Repeat the listing word for word. No pictures belong in the copy.

═════ TASK DATA

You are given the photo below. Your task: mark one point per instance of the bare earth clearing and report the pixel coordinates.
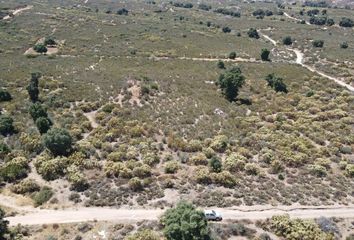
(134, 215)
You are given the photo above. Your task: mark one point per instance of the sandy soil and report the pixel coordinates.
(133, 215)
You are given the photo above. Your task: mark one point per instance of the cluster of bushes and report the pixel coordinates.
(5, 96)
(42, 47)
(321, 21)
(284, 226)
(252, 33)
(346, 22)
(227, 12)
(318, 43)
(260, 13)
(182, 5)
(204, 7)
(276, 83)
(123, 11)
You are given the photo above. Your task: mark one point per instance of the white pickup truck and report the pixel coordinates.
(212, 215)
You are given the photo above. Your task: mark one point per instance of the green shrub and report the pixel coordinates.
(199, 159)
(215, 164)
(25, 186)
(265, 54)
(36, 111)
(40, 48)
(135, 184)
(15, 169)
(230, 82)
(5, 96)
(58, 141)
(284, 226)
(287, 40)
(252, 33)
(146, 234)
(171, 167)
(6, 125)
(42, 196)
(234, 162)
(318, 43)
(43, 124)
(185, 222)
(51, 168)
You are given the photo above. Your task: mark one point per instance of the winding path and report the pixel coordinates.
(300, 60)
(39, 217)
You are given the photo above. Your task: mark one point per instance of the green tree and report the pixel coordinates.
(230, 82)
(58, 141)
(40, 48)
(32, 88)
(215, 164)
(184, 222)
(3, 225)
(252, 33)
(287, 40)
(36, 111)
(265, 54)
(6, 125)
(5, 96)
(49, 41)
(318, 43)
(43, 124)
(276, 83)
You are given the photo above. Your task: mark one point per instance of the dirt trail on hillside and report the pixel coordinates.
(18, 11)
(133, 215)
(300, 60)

══════════

* _WRITTEN SOLUTION_:
You are given the photo below. Your task: mark one point per instance of the bare earth clearing and report the pixel coordinates.
(134, 215)
You are given the photo above. Your task: mark one point per instance of the sandy soil and report the pixel coordinates.
(133, 215)
You are given the photo above. Your task: mark one point per instance of the cluster of bushes and report the pixel coordinates.
(5, 96)
(42, 47)
(321, 21)
(284, 226)
(252, 33)
(346, 22)
(227, 12)
(318, 43)
(260, 13)
(182, 5)
(204, 7)
(276, 83)
(123, 11)
You are given the photo above. Your task: mark one point per instance of the white pickup truck and report the pixel coordinates.
(212, 215)
You are given the photo above. Your task: mark one point per instance of the green shrub and report the pixel coordinates.
(199, 159)
(215, 164)
(25, 186)
(265, 54)
(36, 111)
(40, 48)
(135, 184)
(15, 169)
(230, 82)
(5, 96)
(58, 141)
(284, 226)
(287, 40)
(252, 33)
(146, 234)
(171, 167)
(6, 125)
(42, 196)
(234, 162)
(318, 43)
(43, 124)
(185, 222)
(51, 168)
You are given the photo above. Your task: mark one point per instance of the winding path and report the pixel coordinates.
(300, 60)
(39, 217)
You are given the photo above. Your task: mark one point per instance of the green tree and report the pixel coordinates.
(230, 82)
(58, 141)
(40, 48)
(32, 88)
(215, 164)
(184, 222)
(3, 225)
(252, 33)
(287, 40)
(36, 111)
(265, 54)
(6, 125)
(5, 96)
(49, 41)
(318, 43)
(43, 124)
(276, 83)
You are given the photo above. Your task: mark one point per instance of the dirt trail on hillside and report the pixel coordinates.
(18, 11)
(133, 215)
(300, 60)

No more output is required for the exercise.